**What the task asks**
Return, without anything added, the lines from the one containing "Agricultural drone survey: scan the aerial photo for cream" through the end of the entries below, exactly as written.

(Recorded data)
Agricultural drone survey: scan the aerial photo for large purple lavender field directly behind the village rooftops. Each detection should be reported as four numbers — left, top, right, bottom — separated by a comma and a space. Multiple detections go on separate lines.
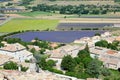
10, 31, 105, 43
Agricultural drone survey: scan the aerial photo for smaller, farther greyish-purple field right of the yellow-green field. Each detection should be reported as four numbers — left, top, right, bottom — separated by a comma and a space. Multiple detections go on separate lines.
57, 23, 114, 30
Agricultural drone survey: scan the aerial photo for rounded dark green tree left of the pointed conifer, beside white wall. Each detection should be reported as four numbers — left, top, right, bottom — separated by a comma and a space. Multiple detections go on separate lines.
61, 55, 77, 71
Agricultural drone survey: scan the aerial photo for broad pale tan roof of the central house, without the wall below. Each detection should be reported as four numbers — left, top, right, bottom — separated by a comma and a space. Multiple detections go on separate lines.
48, 45, 85, 59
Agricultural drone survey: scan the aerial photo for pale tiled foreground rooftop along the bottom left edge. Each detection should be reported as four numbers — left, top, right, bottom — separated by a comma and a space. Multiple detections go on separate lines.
0, 70, 83, 80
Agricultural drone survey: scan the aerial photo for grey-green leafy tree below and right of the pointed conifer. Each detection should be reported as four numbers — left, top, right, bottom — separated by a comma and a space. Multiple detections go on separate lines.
86, 59, 102, 78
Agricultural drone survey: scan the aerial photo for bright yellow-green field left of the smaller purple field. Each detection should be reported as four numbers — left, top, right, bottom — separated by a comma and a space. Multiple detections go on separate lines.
0, 19, 59, 32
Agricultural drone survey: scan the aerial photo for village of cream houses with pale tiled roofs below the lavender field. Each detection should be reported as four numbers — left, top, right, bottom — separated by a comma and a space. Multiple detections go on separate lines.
0, 32, 120, 80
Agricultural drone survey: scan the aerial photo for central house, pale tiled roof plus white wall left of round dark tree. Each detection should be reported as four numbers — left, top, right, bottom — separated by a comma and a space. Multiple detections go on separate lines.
46, 45, 85, 70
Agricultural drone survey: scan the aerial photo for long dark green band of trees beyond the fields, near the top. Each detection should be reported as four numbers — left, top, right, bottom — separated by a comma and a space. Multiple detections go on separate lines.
32, 4, 120, 15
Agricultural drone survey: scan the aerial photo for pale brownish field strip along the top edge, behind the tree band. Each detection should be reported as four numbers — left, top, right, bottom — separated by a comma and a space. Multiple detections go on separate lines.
33, 0, 116, 5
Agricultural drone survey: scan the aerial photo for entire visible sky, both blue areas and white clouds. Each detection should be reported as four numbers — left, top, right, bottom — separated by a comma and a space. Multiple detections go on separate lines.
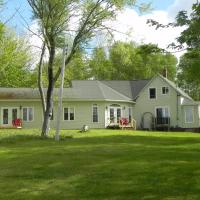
0, 0, 196, 58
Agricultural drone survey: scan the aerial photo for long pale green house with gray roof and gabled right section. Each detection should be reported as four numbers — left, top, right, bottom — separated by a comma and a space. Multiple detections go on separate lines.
0, 75, 200, 129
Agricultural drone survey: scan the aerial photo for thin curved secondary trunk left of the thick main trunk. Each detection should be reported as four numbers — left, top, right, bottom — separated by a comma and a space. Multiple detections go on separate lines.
38, 42, 46, 117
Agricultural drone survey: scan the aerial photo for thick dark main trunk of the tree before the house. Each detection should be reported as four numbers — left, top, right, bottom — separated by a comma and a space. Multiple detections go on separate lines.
41, 46, 55, 137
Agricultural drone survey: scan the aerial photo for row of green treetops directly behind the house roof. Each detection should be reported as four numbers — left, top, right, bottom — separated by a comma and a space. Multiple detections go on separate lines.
89, 42, 177, 80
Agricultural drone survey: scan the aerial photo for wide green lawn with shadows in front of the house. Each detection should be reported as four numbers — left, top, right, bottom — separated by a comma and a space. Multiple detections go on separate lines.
0, 130, 200, 200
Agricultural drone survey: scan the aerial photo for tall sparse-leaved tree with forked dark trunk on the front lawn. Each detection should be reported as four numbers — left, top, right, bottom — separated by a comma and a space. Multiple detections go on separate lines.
28, 0, 152, 137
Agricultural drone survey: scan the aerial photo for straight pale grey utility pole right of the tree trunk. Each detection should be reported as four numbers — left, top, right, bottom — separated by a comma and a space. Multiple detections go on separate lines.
55, 47, 66, 141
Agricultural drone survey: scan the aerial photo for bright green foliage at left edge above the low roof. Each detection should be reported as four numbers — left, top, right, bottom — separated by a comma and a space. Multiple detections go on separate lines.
0, 24, 32, 87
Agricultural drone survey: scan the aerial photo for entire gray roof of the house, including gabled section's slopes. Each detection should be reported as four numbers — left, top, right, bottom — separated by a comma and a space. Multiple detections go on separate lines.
0, 76, 192, 102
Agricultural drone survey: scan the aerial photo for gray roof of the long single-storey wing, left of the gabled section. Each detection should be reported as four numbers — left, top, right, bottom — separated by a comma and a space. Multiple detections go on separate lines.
0, 81, 132, 102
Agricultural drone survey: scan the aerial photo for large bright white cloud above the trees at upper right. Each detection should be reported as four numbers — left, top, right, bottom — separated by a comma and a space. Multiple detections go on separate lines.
109, 0, 196, 58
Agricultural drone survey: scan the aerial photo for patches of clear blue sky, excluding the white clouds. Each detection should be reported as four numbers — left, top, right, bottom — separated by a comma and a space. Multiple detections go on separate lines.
1, 0, 175, 33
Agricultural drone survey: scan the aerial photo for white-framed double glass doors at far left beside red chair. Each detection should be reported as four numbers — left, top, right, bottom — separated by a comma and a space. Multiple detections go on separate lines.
1, 108, 19, 126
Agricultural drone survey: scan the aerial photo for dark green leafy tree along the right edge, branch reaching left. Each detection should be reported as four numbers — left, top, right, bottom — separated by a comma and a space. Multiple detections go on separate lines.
147, 1, 200, 100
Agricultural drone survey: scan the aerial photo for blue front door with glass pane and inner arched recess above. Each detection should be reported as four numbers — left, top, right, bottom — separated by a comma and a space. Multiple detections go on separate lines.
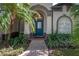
33, 10, 44, 37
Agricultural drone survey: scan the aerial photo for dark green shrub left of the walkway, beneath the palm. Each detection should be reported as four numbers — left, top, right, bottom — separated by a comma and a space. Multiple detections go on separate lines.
9, 34, 28, 48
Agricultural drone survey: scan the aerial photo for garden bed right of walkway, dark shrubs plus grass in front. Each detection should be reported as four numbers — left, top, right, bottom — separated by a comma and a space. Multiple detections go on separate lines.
45, 34, 79, 56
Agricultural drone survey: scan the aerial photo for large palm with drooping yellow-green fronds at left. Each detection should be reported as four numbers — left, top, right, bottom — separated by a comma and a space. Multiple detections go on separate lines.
0, 3, 34, 47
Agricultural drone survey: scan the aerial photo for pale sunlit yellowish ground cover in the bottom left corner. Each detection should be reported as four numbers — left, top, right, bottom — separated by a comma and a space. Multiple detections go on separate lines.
0, 47, 24, 56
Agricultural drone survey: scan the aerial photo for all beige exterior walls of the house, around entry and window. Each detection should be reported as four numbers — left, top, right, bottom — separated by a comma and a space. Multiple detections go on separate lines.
0, 3, 70, 34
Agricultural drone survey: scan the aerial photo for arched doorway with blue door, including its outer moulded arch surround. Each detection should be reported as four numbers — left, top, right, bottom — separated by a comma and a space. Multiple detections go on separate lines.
31, 4, 48, 37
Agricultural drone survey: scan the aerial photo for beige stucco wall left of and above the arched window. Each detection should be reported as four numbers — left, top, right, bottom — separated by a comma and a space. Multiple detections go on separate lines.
53, 5, 71, 33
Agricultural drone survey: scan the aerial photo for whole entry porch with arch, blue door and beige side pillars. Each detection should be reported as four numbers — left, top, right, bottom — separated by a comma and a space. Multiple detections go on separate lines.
24, 5, 52, 38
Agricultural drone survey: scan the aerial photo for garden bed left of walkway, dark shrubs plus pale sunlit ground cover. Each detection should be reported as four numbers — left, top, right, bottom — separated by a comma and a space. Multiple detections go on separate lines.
0, 33, 31, 56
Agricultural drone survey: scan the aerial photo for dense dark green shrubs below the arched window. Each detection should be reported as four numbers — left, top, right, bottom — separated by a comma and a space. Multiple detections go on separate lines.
46, 34, 71, 48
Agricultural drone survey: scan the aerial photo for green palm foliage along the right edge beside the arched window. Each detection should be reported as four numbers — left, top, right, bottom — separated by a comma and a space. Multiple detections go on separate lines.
70, 4, 79, 45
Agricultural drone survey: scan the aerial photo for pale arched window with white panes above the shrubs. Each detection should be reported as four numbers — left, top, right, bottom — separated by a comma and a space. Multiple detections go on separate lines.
57, 16, 72, 34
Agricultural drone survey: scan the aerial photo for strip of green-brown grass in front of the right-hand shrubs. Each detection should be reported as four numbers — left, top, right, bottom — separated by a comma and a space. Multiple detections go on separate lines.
50, 48, 79, 56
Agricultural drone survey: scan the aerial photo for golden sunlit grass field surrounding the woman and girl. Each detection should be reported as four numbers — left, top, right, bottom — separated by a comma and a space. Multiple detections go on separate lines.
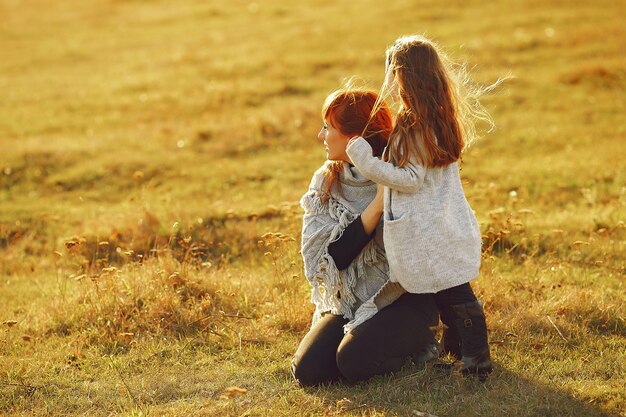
0, 0, 626, 417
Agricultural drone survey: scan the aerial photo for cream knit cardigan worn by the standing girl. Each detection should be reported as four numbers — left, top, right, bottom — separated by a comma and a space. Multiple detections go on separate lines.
347, 138, 481, 293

**Task solution**
Agricultural drone survey: scan the aerial photo for cream knit cardigan worn by the standing girl. Each detection should be reported as four numbers — left, top, right, bottom — separated by a comma and a space. Multiple detections go on separate lines.
347, 138, 481, 293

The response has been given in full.